Source passage –
· · · ·

As it turned out he had a rare esophageal disorder called achalasia where the sphincter muscle of the esophagus is so tight that food cannot go through. He lost about 15 pounds in the past month. He was discharged with a feeding tube until the hospital could schedule surgery a week or so out.

Not so easy. The feeding tube became immediately clogged when my wife tried to feed his medication through it. The medication would not pulverize in a mortar and pestle fine enough to fit through the tube. We were soon on our way back to the ER. The feeding tube was removed, and he was given the okay to eat a liquid diet (jell-o, broth, water).

All was calm for the moment. My wife took FMLA to watch him until the surgery and I worked my two jobs. I was going to go to my Wednesday night class with my mentoring teacher Ray, then I got a phone call. My father-in-law was en route to the hospital again. My wife was driving him and was at her wits end. She also was taking care of her mother who is a stroke survivor. At that point I went to meet them at the hospital. I sent her back home for respite and to better take care of her mother.

I sat with my father-in-law for a few hours while he was in the ER. I was able to help him better communicate with the doctor (he is hard of hearing and just yells at people) and was able to have my wife involved in the discussion via cell phone. In between tests, we talked about his life. He is an interesting man. Former Master Sergeant, retired labor and delivery nurse, married a Japanese woman, moved to Hawai’i and bought a boat.

That few hours drew my father-in-law closer. He was able to tell me how he wanted my wife and I to take care her mother if he passes. It was by not doing Yoga that night that allowed me to truly help my father-in-law. It was by doing Yoga all these years that helped me stay calm and supportive for him in this serious time of need. The Bhagavad Gita talks about finding liberation by doing one’s duty. My duty, my Yoga, was not to be in asana class, it was to be sitting at my father-in-law’s bedside that night.

When all was said and done, doctors did a procedure where they botox-ed his esophagus to loosen the muscle. A few days later he ate his first meal in a long time that he did not have to vomit up. He has gained a pound or two. My wife finally went back to work. And now I can continue my Yoga practice.

· · · ·

Collected data entries:
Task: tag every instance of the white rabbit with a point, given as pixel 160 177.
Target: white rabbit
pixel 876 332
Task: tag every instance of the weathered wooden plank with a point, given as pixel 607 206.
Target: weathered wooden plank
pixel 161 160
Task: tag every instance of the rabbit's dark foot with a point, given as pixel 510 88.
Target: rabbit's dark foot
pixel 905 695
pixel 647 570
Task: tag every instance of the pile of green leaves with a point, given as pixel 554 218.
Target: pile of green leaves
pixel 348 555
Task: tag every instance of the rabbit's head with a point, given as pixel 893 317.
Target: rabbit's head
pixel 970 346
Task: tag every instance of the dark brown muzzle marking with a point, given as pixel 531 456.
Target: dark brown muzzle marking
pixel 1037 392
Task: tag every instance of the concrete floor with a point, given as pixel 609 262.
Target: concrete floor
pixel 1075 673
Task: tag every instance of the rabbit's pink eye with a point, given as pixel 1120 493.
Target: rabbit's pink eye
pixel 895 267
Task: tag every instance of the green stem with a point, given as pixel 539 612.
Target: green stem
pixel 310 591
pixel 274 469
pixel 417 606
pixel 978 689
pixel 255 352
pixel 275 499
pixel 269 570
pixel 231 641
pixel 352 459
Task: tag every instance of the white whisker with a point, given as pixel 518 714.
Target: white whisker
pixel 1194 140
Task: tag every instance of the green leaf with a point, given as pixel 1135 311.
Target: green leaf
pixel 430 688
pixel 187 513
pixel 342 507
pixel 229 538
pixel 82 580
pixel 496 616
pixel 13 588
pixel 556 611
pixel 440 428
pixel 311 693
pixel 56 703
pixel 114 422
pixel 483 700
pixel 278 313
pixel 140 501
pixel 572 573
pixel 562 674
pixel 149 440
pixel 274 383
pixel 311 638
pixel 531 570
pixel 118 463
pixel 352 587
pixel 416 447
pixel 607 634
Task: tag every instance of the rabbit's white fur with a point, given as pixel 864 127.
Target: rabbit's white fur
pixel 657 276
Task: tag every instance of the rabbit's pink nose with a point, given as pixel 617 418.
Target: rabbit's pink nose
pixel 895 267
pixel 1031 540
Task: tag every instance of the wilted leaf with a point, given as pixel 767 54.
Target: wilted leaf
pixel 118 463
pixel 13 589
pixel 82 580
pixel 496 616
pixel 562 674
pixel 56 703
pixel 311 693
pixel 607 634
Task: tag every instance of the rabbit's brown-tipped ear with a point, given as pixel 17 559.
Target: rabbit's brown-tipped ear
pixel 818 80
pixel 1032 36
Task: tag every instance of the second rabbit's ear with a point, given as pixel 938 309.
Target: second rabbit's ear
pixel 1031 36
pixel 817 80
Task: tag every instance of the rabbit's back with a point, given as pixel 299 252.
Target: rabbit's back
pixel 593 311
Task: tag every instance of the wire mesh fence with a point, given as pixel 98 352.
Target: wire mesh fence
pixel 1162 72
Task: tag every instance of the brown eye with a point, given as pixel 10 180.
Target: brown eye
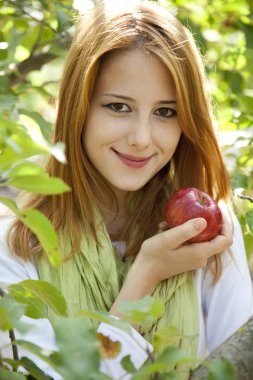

· · · ·

Required action A – The account of the father-in-law's illness names the foods allowed on his liquid diet. List each one.
Required action B – From the account of the father-in-law's illness, set down the passage starting with "As it turned" and going on through "week or so out.".
These records have no connection to the account above.

Worked solution A – jell-o, broth, water

Worked solution B –
As it turned out he had a rare esophageal disorder called achalasia where the sphincter muscle of the esophagus is so tight that food cannot go through. He lost about 15 pounds in the past month. He was discharged with a feeding tube until the hospital could schedule surgery a week or so out.